| What the task asks |
Answer these questions from the account of the nighttime drive.
1. How long had the narrator had a driver's license?
2. What was the narrator singing along to while driving?
3. About how far behind the car did the narrator see the animal?

| Exercise text |

···

I was about 17 and had only had my driver’s license for a few weeks. It was dinnertime, but it must have been winter because it was dark outside. The road was poorly lit and twisty. I was driving the speed limit and singing along to the radio. I remember being excited to see my friends and happy that I now had the freedom to drive myself somewhere.
All of a sudden a blur went across the road. I tried to stop, but there was not time. I hit whatever it was. I came to an immediate stop. My heart was beating so fast in my chest and I immediately started shaking all over. I remember just sitting there. Helpless. What am I supposed to do?
I got out and walked behind my car. I saw it about 20 feet away and didn’t want to believe it. Even in the dark I could tell it was a cat. The tears flowed as I got closer and I silently prayed he was all right. He was not.

···

| The data |
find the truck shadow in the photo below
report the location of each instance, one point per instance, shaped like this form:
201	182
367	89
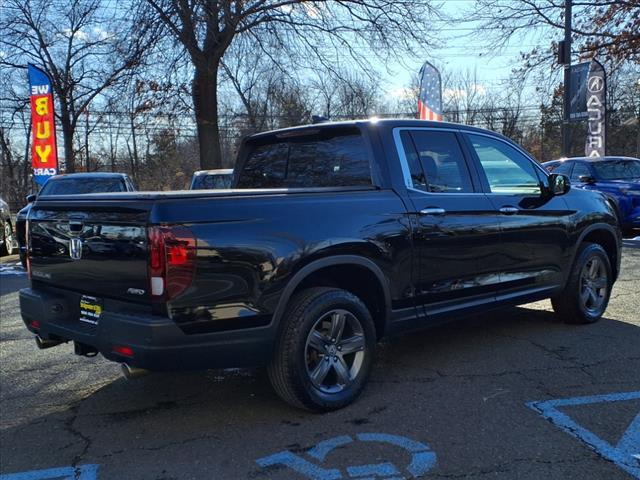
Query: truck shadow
525	350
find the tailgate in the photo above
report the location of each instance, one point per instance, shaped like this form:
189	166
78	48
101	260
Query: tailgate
93	247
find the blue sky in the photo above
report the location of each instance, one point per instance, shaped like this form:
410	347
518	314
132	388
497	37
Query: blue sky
461	50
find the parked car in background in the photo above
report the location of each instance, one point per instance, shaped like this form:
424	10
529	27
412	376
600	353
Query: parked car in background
333	236
212	179
618	178
7	237
72	184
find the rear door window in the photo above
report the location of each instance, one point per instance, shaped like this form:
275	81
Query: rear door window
436	162
507	170
327	160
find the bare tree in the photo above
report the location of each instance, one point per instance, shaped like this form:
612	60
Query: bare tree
609	29
304	28
83	45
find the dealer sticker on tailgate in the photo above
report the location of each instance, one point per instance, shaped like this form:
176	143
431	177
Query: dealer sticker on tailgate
90	309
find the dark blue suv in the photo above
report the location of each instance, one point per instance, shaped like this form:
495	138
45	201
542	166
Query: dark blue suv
618	178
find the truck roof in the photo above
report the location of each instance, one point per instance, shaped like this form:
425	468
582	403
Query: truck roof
372	122
89	175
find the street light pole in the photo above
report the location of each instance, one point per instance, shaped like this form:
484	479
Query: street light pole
566	131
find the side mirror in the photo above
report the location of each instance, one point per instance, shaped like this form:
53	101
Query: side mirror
586	179
558	184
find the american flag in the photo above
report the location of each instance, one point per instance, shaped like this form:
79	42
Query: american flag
430	99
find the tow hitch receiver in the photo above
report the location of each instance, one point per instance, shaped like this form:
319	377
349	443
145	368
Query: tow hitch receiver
84	350
42	343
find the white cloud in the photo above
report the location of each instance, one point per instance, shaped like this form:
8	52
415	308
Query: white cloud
80	35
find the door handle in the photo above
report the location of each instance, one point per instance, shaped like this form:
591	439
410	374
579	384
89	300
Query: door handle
509	210
433	211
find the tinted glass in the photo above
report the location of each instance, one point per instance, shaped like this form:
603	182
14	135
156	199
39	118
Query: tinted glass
265	167
442	162
579	170
563	168
336	161
212	181
72	186
617	169
418	179
507	170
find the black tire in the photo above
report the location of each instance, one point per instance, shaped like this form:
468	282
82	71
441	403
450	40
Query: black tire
296	357
571	305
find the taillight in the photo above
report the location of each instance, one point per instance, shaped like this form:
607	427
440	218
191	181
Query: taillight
172	260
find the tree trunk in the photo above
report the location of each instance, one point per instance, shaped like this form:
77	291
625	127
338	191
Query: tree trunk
205	101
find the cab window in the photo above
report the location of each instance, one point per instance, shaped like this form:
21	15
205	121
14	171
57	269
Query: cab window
507	170
436	162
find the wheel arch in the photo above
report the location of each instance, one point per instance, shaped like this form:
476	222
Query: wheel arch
604	235
340	271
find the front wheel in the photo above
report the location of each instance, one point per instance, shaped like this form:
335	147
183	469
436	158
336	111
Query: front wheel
586	295
325	350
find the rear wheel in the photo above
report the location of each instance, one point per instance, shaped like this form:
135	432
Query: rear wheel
586	295
325	350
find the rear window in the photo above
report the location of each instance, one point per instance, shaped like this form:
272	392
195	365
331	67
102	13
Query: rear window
212	181
327	159
73	186
617	169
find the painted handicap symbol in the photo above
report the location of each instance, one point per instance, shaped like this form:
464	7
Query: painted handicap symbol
422	459
625	453
81	472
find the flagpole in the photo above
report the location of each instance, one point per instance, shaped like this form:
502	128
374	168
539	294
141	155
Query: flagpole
566	132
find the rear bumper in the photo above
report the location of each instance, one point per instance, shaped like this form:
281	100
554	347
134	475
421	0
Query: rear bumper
157	342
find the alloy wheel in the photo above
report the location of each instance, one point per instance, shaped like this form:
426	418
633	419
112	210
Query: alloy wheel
334	351
594	284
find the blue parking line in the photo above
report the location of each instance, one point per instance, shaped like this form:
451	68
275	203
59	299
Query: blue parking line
625	454
82	472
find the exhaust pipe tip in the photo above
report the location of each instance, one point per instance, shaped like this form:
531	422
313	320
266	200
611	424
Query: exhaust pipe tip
131	373
43	344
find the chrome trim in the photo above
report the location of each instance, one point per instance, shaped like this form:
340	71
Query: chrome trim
509	210
433	211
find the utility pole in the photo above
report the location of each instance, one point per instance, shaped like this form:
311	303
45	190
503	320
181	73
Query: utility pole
566	56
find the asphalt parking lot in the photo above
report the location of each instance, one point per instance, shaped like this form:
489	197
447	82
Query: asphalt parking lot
511	394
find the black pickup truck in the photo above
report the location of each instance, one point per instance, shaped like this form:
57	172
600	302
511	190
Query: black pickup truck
333	236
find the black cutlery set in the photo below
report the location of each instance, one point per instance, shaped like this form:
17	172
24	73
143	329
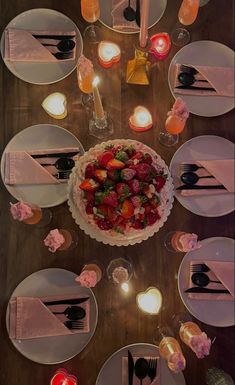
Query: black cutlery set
142	368
189	177
74	313
200	279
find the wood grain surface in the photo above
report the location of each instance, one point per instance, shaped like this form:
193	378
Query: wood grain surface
22	251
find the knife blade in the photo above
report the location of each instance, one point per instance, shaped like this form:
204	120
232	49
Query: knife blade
130	368
56	155
194	187
205	290
74	301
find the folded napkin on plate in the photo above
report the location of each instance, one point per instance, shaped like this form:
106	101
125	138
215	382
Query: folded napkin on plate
219	271
223	172
21	168
119	21
136	381
21	45
218	80
30	318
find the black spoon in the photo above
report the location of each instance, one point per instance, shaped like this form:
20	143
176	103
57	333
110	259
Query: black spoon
141	369
129	12
62	164
73	312
63	45
192	178
201	279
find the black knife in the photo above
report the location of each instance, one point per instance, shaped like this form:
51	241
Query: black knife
196	187
56	155
130	368
205	290
75	301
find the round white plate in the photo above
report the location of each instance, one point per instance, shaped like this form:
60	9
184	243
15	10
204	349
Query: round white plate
53	350
43	20
209	53
215	313
111	372
203	148
40	136
156	10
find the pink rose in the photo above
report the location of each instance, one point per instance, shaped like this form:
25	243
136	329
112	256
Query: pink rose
54	240
21	211
87	278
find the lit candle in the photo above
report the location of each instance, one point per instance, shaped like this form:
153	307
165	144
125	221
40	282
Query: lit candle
160	45
108	53
144	20
55	105
150	301
141	120
99	111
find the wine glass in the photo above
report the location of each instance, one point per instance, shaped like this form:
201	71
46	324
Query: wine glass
187	15
91	12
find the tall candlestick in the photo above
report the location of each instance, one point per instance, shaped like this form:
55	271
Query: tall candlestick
99	111
144	23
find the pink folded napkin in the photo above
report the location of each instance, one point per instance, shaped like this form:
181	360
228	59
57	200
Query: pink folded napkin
136	381
219	78
21	45
219	271
119	21
223	172
30	318
21	168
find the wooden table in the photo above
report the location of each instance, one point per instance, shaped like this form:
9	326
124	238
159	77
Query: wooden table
22	252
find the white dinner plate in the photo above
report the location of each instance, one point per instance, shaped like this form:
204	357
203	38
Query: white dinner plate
40	136
111	372
204	147
42	19
53	350
208	53
215	313
156	10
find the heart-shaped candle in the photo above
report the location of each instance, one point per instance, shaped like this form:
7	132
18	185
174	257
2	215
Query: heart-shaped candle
62	377
55	105
141	120
150	301
108	53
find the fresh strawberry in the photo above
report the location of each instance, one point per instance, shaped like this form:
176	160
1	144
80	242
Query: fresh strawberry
115	164
90	170
127	209
134	185
127	174
110	199
122	189
89	185
160	182
104	158
101	175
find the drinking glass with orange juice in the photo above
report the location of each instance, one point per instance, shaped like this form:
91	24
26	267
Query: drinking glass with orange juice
90	10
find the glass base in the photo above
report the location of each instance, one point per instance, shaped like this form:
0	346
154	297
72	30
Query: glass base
101	128
180	37
167	139
91	34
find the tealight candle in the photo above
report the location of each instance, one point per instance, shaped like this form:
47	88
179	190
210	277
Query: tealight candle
141	120
150	301
108	53
55	105
160	45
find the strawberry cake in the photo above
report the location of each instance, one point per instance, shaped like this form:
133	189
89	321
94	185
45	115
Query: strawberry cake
120	192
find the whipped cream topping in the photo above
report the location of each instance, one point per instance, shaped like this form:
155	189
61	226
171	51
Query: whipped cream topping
21	211
54	240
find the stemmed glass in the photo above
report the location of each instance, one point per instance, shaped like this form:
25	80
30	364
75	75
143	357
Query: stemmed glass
187	15
91	12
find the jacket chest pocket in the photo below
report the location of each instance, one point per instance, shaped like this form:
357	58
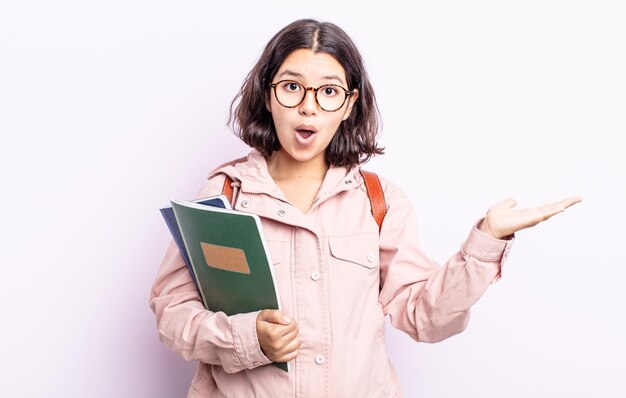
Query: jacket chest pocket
358	250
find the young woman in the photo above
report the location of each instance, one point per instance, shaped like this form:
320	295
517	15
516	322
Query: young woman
309	112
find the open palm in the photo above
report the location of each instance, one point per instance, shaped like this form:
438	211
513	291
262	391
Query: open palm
503	220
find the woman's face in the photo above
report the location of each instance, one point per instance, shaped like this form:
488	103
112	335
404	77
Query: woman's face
305	131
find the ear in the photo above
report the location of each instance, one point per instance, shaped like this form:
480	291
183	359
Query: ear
351	102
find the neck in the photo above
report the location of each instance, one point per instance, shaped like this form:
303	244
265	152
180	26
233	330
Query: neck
284	167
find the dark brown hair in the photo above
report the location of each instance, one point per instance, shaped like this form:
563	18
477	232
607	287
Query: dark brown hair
355	140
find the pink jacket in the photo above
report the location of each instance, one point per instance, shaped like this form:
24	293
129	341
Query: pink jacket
338	278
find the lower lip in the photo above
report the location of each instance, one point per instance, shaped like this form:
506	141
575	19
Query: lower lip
304	138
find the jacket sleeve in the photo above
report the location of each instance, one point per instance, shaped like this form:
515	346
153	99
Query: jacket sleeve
427	301
190	330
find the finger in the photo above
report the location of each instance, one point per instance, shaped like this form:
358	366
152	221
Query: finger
289	352
571	201
289	332
275	316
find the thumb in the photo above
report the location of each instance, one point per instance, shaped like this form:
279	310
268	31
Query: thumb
274	316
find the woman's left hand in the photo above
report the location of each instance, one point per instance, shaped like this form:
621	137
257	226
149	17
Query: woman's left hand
503	220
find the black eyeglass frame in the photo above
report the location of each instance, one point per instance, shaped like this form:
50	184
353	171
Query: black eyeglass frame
315	90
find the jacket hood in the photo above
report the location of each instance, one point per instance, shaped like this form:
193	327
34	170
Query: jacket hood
252	176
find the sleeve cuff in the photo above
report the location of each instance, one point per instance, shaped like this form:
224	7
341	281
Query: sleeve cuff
246	342
485	247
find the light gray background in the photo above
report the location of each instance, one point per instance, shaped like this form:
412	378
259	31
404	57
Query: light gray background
109	109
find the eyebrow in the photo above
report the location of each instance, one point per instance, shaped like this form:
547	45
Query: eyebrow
296	74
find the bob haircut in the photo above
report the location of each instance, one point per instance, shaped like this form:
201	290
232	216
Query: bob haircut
355	140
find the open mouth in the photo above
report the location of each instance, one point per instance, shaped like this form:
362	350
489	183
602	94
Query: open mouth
305	133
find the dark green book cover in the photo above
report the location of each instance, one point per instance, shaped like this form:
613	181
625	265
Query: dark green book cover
229	257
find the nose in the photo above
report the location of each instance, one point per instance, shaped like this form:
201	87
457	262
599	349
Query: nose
309	104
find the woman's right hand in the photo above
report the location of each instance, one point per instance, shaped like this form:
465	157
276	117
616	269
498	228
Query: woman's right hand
278	335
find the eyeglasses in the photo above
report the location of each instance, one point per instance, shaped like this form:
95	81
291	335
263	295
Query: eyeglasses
329	97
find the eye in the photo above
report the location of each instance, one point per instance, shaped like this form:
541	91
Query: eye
329	91
291	86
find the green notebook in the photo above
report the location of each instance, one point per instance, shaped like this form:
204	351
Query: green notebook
229	258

···

| Result below |
1. A few weeks.
2. The radio.
3. About 20 feet.